WHAT THE TASK ASKS
Arrange the lines from the line containing "the green seedling" up to and including the line containing "the small pebble" as a JSON list of strings, one string per line with blank lines omitted, and include no other lines.

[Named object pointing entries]
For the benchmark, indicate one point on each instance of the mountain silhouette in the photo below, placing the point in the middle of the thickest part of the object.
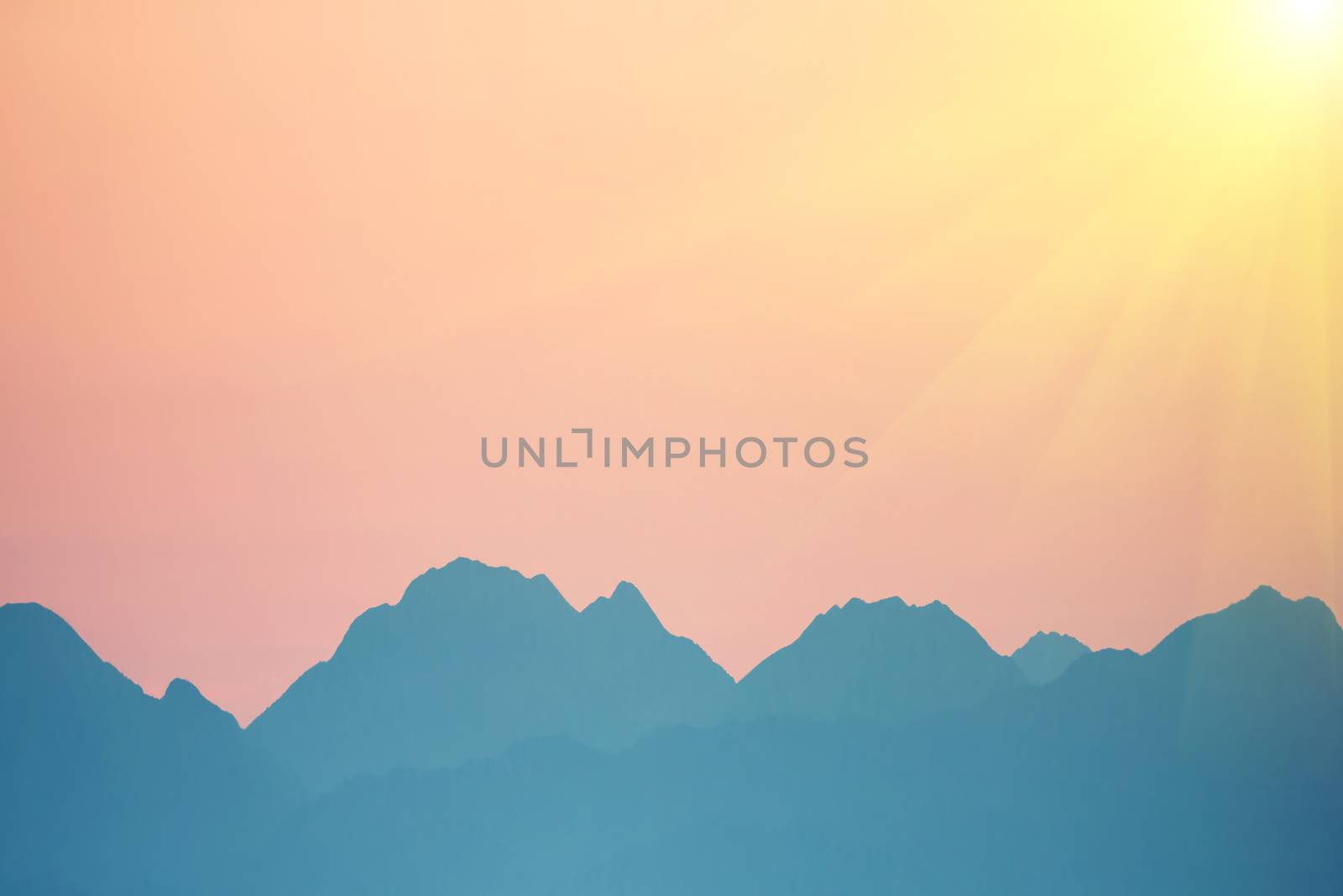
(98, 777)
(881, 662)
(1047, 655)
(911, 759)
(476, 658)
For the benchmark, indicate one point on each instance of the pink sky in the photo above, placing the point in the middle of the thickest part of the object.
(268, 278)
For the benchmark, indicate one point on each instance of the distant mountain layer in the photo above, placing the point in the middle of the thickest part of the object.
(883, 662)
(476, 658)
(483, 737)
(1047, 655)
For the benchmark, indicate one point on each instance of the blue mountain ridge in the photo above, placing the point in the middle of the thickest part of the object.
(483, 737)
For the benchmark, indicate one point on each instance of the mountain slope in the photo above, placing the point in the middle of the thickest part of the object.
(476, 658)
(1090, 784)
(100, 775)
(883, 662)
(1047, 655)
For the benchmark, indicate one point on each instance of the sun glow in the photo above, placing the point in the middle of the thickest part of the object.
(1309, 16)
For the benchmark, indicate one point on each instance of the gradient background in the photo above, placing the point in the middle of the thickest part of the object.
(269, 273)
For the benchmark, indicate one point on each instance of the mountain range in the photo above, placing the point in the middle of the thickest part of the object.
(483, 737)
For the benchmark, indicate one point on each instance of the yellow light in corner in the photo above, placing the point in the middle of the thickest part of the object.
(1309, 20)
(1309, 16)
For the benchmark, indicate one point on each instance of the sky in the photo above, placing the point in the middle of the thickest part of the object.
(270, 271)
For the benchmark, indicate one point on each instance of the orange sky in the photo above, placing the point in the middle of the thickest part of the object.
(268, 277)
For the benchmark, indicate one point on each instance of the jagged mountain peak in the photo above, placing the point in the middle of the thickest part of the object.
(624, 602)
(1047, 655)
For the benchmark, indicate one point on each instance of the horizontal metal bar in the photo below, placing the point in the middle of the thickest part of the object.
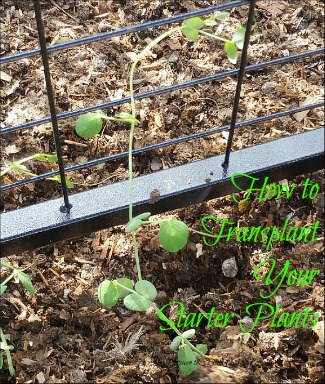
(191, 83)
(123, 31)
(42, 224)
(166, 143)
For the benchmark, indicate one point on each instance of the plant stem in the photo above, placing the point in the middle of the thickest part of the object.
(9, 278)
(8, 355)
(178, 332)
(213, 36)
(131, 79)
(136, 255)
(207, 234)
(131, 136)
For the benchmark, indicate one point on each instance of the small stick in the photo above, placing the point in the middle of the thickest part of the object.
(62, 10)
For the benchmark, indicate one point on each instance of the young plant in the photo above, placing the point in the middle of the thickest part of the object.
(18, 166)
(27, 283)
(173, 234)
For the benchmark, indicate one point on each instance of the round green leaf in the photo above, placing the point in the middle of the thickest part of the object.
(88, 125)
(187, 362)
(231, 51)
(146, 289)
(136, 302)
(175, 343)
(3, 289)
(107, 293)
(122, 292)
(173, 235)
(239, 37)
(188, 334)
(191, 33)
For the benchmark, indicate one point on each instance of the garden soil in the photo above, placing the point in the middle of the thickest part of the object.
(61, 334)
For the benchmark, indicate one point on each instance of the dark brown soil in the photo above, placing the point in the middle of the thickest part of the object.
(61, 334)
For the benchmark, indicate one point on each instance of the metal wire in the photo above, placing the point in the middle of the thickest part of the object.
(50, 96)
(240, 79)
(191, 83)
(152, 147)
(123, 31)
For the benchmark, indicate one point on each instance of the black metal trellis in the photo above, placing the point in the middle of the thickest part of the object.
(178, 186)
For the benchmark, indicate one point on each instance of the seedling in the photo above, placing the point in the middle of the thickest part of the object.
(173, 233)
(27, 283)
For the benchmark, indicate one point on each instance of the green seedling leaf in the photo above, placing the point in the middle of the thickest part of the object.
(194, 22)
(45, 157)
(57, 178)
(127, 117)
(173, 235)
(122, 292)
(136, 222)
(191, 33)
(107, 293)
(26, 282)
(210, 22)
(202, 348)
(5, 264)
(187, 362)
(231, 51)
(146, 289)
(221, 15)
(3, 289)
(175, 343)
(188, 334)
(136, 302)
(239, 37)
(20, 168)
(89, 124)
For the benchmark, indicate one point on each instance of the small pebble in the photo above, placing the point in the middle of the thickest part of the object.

==

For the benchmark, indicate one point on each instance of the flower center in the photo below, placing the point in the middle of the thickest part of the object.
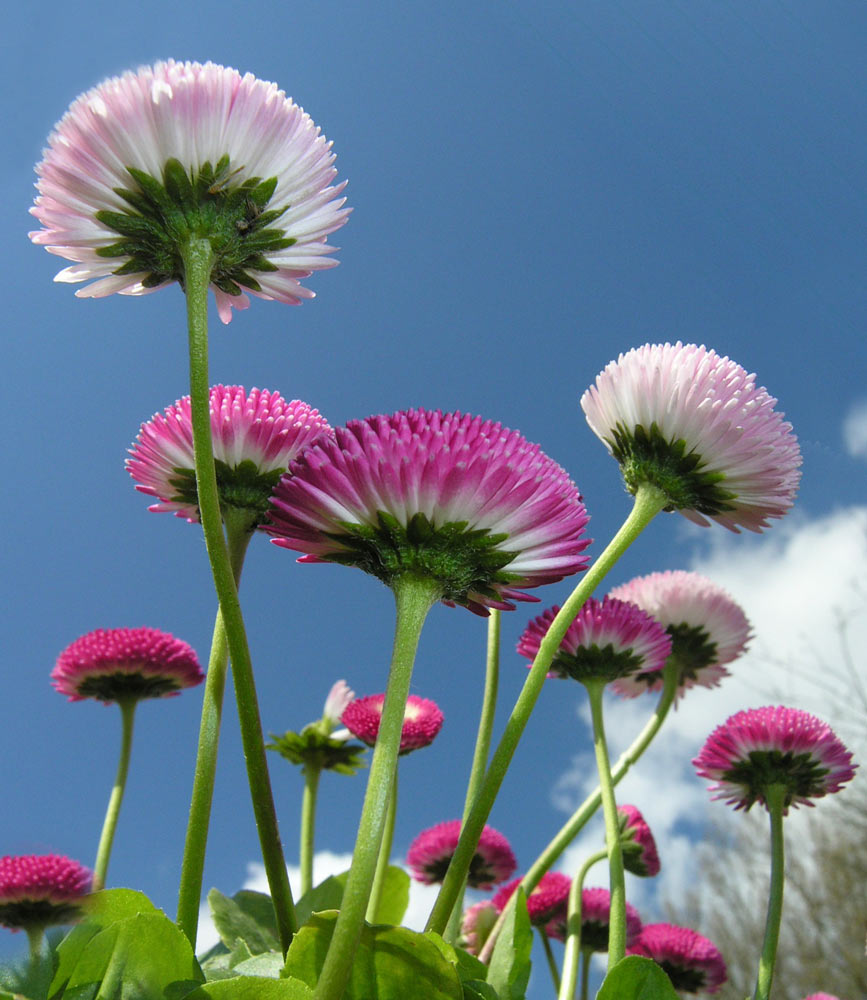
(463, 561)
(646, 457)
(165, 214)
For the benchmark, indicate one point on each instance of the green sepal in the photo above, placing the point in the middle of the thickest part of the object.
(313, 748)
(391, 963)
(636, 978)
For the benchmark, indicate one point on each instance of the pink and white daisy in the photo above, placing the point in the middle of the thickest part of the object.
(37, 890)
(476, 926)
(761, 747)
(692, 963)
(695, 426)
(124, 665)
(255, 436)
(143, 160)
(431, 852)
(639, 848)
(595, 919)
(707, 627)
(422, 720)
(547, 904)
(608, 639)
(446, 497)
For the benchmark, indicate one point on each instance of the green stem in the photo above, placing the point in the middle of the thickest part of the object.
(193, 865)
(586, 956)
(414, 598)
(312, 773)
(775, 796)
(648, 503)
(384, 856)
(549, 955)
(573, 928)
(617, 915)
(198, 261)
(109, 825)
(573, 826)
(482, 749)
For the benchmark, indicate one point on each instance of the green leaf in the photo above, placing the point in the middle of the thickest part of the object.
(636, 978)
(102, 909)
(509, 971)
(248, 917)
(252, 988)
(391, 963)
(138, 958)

COMPLETE RESPONSE
[
  "For the benchmark, indicate one point on each instance of the green seedling leaf in the photo above, placing the point in the middle of the thickest part of the object.",
  "(194, 22)",
  "(45, 157)",
  "(57, 178)",
  "(127, 117)",
  "(173, 235)",
  "(122, 292)",
  "(136, 222)",
  "(191, 33)",
  "(107, 293)",
  "(26, 282)",
  "(210, 22)",
  "(202, 348)",
  "(5, 264)",
  "(187, 362)",
  "(231, 51)",
  "(146, 289)",
  "(221, 15)",
  "(3, 289)",
  "(175, 343)",
  "(188, 334)",
  "(136, 302)",
  "(239, 37)",
  "(20, 168)",
  "(89, 124)",
  "For the benchmark, indicate one point on each instance of the small pebble in the photo above, placing the point in the middle of the thickest part of the object."
]